Akello: Das Problem ist, dass diese Arbeit eigentlich unsichtbar ist: Im Westen gab es zum Beispiel Menschen, die Kranke in Kliniken gebracht haben, oder sogenannte „burial boys“, die beim Transport der Toten halfen und die unzähligen Gräber geschaufelt haben. Sie haben umgangssprachlich gesprochen die „Drecksarbeit“ gemacht. Dabei handelt es sich um enorm wichtige Aufgaben, ohne die das gesamte System zum Erliegen kommt. Dennoch wird die Arbeit dieser Helfer kaum berücksichtigt, sie erhalten kaum Anerkennung.

Sondern?
Park: Das Gegenteil ist der Fall: Die Menschen, die während der Epidemie anderen geholfen haben, werden stigmatisiert. Aushilfs-Krankenschwestern berichteten uns, dass sie Probleme hätten, wieder einen regulären Job zu finden.

Akello: Dadurch entsteht bei den Helfern die Botschaft: Ihr habt euren Job getan, wir brauchen euch jetzt nicht mehr. Das ist respektlos und verletzend.

Massenfriedhöfe wie dieser in Waterloo (Sierra Leone) mit geschätzt 7000 Gräbern zeigen das Ausmaß der Epidemie und ihrer Folgen.

- - - - -

#### ARBEITSAUFTRAG:
Zitieren Sie den Lesetext vollständig und ohne jede Abweichung.

- - - - -

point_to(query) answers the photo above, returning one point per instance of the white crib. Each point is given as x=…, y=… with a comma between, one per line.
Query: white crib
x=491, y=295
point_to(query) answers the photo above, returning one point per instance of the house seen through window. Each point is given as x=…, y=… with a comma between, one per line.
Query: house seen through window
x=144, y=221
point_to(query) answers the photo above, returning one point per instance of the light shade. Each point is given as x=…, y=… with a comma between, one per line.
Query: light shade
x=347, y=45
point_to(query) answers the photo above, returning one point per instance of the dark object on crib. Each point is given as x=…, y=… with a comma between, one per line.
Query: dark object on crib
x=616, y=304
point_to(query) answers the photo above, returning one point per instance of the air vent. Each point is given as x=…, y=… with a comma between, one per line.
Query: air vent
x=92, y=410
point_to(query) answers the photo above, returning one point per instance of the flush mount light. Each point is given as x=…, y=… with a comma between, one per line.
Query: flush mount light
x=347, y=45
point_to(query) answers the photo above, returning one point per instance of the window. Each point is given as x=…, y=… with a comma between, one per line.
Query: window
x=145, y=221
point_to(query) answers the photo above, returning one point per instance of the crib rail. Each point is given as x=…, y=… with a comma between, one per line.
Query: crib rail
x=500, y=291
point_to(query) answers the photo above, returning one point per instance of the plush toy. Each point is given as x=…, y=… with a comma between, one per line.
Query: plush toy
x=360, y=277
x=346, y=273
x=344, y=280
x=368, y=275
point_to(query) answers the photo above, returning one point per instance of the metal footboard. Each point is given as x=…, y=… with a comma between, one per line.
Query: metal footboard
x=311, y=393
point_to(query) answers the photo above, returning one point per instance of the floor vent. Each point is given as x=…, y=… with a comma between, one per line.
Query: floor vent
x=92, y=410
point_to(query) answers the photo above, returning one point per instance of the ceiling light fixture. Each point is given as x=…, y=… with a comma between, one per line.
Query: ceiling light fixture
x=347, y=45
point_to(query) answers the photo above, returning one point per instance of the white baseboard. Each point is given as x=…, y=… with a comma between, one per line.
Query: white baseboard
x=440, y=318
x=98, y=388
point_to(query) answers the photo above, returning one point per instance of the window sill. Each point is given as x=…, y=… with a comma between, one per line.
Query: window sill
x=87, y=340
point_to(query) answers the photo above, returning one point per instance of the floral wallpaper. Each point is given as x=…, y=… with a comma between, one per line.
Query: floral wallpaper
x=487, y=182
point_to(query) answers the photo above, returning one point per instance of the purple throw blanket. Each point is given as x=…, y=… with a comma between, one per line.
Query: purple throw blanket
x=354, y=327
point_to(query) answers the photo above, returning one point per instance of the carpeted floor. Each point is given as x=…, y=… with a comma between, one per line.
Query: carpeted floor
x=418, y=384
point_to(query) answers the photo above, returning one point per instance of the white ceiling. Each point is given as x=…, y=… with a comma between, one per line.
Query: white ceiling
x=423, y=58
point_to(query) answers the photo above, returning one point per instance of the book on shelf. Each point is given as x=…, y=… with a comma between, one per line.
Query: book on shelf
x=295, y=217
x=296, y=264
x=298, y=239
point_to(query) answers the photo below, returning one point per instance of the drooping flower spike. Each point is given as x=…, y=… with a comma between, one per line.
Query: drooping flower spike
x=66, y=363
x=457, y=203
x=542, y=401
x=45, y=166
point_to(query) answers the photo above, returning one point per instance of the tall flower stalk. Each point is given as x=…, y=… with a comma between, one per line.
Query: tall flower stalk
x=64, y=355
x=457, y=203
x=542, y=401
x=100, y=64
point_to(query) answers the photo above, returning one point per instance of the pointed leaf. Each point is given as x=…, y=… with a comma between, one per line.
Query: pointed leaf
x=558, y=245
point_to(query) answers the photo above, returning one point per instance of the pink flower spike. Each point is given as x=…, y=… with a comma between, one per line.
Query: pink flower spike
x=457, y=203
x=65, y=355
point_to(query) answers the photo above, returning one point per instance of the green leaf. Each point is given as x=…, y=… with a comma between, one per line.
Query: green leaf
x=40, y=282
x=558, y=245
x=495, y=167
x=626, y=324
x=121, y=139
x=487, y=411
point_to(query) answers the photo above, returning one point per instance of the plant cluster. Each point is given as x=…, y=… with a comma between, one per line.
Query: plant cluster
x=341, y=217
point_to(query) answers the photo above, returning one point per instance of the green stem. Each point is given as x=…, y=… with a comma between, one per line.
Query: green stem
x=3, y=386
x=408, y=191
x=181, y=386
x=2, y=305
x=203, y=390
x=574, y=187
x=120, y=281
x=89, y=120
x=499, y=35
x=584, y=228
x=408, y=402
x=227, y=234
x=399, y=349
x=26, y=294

- - - - -

#### LÖSUNG:
Akello: Das Problem ist, dass diese Arbeit eigentlich unsichtbar ist: Im Westen gab es zum Beispiel Menschen, die Kranke in Kliniken gebracht haben, oder sogenannte „burial boys“, die beim Transport der Toten halfen und die unzähligen Gräber geschaufelt haben. Sie haben umgangssprachlich gesprochen die „Drecksarbeit“ gemacht. Dabei handelt es sich um enorm wichtige Aufgaben, ohne die das gesamte System zum Erliegen kommt. Dennoch wird die Arbeit dieser Helfer kaum berücksichtigt, sie erhalten kaum Anerkennung.

Sondern?
Park: Das Gegenteil ist der Fall: Die Menschen, die während der Epidemie anderen geholfen haben, werden stigmatisiert. Aushilfs-Krankenschwestern berichteten uns, dass sie Probleme hätten, wieder einen regulären Job zu finden.

Akello: Dadurch entsteht bei den Helfern die Botschaft: Ihr habt euren Job getan, wir brauchen euch jetzt nicht mehr. Das ist respektlos und verletzend.

Massenfriedhöfe wie dieser in Waterloo (Sierra Leone) mit geschätzt 7000 Gräbern zeigen das Ausmaß der Epidemie und ihrer Folgen.